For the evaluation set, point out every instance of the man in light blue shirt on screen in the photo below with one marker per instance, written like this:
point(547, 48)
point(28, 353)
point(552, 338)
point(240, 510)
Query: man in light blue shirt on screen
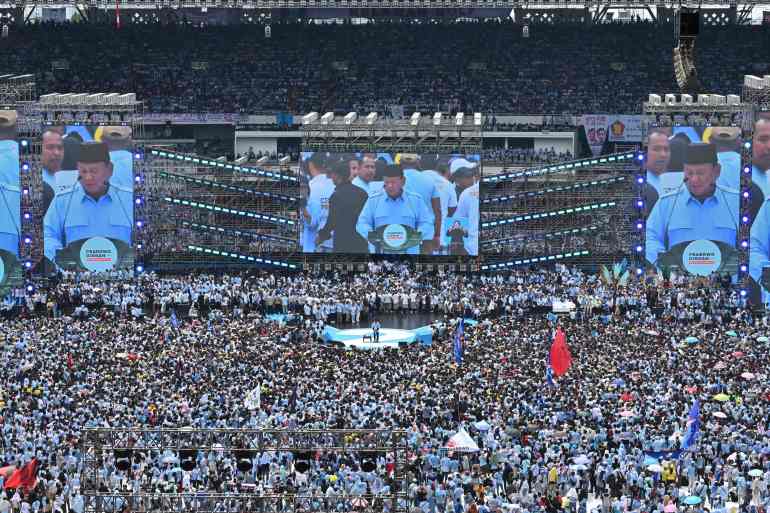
point(657, 158)
point(367, 172)
point(423, 185)
point(759, 253)
point(700, 209)
point(93, 207)
point(727, 141)
point(10, 191)
point(395, 205)
point(118, 140)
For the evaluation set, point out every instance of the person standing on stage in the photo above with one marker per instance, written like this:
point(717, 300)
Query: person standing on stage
point(395, 205)
point(345, 204)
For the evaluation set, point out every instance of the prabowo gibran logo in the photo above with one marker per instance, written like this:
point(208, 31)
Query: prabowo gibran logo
point(98, 254)
point(701, 257)
point(394, 236)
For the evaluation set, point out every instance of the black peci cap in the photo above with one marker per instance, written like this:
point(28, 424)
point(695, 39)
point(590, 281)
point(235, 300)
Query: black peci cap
point(701, 153)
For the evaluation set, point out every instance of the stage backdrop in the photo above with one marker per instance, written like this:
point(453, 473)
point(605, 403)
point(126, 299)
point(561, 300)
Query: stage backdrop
point(11, 275)
point(692, 199)
point(88, 181)
point(390, 203)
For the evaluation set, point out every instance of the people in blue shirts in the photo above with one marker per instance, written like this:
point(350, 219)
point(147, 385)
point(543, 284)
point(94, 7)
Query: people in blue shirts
point(119, 142)
point(759, 252)
point(10, 196)
point(366, 173)
point(93, 207)
point(727, 140)
point(395, 205)
point(760, 156)
point(657, 157)
point(423, 185)
point(700, 209)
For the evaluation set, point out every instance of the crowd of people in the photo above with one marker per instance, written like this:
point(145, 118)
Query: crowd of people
point(151, 351)
point(482, 66)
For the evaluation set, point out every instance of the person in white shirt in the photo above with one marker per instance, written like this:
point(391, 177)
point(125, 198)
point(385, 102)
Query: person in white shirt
point(367, 171)
point(316, 211)
point(468, 208)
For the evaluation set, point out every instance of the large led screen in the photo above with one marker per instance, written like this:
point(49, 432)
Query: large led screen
point(692, 199)
point(384, 203)
point(87, 174)
point(10, 210)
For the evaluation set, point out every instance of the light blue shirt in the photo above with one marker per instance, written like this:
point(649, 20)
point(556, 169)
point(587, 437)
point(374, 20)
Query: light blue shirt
point(49, 178)
point(407, 209)
point(321, 188)
point(730, 173)
point(73, 215)
point(9, 163)
point(759, 177)
point(369, 188)
point(422, 185)
point(10, 218)
point(685, 218)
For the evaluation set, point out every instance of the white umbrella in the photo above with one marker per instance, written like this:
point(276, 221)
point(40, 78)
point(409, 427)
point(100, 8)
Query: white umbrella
point(581, 460)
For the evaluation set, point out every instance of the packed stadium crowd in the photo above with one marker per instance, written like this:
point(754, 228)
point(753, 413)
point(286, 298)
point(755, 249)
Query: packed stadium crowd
point(482, 67)
point(114, 351)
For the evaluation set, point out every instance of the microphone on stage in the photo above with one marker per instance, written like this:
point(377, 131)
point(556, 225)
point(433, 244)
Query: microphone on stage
point(125, 213)
point(3, 188)
point(66, 213)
━━━━━━━━━━━━━━━━
> Objetivo do exercício: Reescreva todos os registros trocando "For the evaluation set" por "For the test set", sem mudar mais nada. Deixe as imagens de fora da resposta.

> Resposta correta:
For the test set, point out every instance of the man in light blue shirt on screen in the photo below with one marker per instance, written like this:
point(547, 48)
point(28, 353)
point(552, 338)
point(240, 510)
Query: man in light blue shirt on screen
point(657, 158)
point(367, 172)
point(423, 185)
point(759, 253)
point(700, 209)
point(93, 207)
point(727, 141)
point(10, 191)
point(395, 205)
point(118, 140)
For the test set, point out every instance of the person standing on stage in the photo above with one marker per instance, written like this:
point(717, 300)
Query: person standing on stage
point(395, 205)
point(345, 204)
For the test set, point out every instance of the prabowo gibran logo in the photo above with one marker per instance, written like this:
point(208, 31)
Query: prabowo gibran logo
point(98, 254)
point(701, 257)
point(394, 236)
For the test set, point out every instance of the black peci cap in the photo above with one marker per instance, written like this:
point(28, 424)
point(695, 39)
point(590, 281)
point(235, 300)
Query: black peci cap
point(701, 153)
For the test set, point out every instance of the stage backdrop in the photo above with one marker per instance, written like this:
point(453, 473)
point(605, 403)
point(126, 299)
point(561, 300)
Query: stage backdrop
point(11, 275)
point(692, 199)
point(88, 181)
point(390, 203)
For the test set, point out every instance of the people in blue shirts in the photo above with one marker per instance, written like this:
point(350, 219)
point(147, 385)
point(543, 284)
point(94, 7)
Query: people in blue shirts
point(119, 142)
point(759, 252)
point(10, 196)
point(366, 173)
point(93, 207)
point(727, 140)
point(395, 205)
point(760, 156)
point(657, 157)
point(423, 185)
point(700, 209)
For the test set, point out every instance of the crowd of people in the photo above with one marker per instance, written like this:
point(145, 118)
Query: crowd of people
point(151, 351)
point(482, 66)
For the test set, point out every instance of the person in white shirt in the photo above with one marker per instance, written like this:
point(391, 177)
point(125, 198)
point(385, 102)
Query: person in white shirt
point(367, 171)
point(316, 211)
point(468, 208)
For the test set, point out every instance of the large led screen in the photo above with one marker per instance, written like this:
point(49, 432)
Query: large led screen
point(692, 199)
point(384, 203)
point(87, 174)
point(10, 210)
For the test set, point out every instance of the light blue shirt in the photo above with one marker per instance, written like this:
point(649, 20)
point(556, 169)
point(587, 437)
point(374, 20)
Query: light blue shirt
point(49, 178)
point(407, 209)
point(321, 188)
point(730, 173)
point(73, 215)
point(9, 163)
point(759, 177)
point(369, 188)
point(422, 185)
point(10, 218)
point(685, 218)
For the test set, point out every instance of the white umbrella in the photo above with one marker per instance, written like this:
point(276, 221)
point(40, 78)
point(409, 427)
point(100, 8)
Query: white umbrella
point(581, 460)
For the test set, point out every instance of the packed stadium crowd in the photo above with one marker per instance, written like this:
point(754, 228)
point(753, 413)
point(286, 298)
point(755, 249)
Query: packed stadium crowd
point(482, 67)
point(114, 351)
For the test set, point out every instance of the microphone on stage in the photo above with one marker per instance, written like this:
point(377, 131)
point(556, 225)
point(433, 244)
Query: microphone on stage
point(125, 213)
point(3, 188)
point(66, 213)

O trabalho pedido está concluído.